## SELECTED EXTRACT
┌──

- Lobby card for the Mexican film release
- Directed by: Ray Dennis Steckler
- Screenplay by: Ron Haydock
- Story by: Ray Dennis Steckler
- Produced by: Ray Dennis Steckler
- Starring: Carolyn Brandt; Ron Haydock; Titus Moede; George Caldwell; Mike Kannon; James Bowie;
- Cinematography: Ray Dennis Steckler
- Edited by: Keith A. Wester
- Music by: André Brummer
- Distributed by: Craddock Films
- Release date: September 7, 1966;
- Running time: 72 minutes
- Country: United States
- Language: English

= Rat Pfink a Boo Boo =

Rat Pfink a Boo Boo is a 1966 American superhero comedy film directed by Ray Dennis Steckler and starring Ron Haydock and Carolyn Brandt. The first 40 minutes of the film are a straight crime drama, but it jarringly segues into a superhero parody after this. The title is alternately explained as a typo that was too expensive to fix (versus the more logical Rat Pfink and Boo Boo) or a stylistic choice.

└──

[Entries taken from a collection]
┌──

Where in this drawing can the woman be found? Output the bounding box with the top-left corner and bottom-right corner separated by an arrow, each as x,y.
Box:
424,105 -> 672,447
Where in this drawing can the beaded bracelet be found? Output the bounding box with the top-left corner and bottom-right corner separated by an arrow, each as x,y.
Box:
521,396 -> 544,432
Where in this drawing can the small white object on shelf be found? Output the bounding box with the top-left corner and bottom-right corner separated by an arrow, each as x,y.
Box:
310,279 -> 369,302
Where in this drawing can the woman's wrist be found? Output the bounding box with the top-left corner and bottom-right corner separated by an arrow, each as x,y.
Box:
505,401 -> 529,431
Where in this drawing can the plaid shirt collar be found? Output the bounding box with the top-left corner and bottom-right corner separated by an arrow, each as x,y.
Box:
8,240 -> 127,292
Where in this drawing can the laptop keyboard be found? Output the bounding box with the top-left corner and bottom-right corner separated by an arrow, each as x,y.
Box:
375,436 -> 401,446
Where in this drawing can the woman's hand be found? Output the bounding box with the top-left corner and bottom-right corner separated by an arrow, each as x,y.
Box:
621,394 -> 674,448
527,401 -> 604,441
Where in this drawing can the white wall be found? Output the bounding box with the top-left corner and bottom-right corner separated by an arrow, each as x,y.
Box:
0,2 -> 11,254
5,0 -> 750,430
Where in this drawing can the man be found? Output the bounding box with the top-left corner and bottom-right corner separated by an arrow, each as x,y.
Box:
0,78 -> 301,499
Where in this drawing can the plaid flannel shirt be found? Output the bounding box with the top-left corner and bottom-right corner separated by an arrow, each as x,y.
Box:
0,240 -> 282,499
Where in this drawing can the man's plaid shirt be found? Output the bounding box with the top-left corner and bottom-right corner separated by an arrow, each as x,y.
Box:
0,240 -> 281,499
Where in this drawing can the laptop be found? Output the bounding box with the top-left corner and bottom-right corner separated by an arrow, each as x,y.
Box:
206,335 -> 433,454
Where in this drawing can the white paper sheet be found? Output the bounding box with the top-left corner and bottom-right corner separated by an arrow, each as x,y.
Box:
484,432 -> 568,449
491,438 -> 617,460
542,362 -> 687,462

└──

## TASKS FOR THIS EXERCISE
1. According to the film overview, what kind of film are the first 40 minutes?
2. Set down the rows verbatim, beginning at the first line of the rows and stopping after the line that contains "521,396 -> 544,432".

## CORRECT ANSWERS
1. A straight crime drama.

2.
Where in this drawing can the woman be found? Output the bounding box with the top-left corner and bottom-right corner separated by an arrow, each as x,y.
Box:
424,105 -> 672,447
Where in this drawing can the beaded bracelet be found? Output the bounding box with the top-left corner and bottom-right corner separated by an arrow, each as x,y.
Box:
521,396 -> 544,432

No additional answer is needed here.